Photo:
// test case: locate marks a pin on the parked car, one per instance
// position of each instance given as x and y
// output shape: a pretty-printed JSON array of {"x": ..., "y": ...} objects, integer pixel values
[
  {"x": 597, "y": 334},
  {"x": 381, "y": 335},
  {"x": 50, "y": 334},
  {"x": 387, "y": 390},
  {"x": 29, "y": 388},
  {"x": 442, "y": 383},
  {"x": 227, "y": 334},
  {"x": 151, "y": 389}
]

Aim of the exercise: Count how many lines in the listing contain the string "instance". Only that number should be given.

Result: 2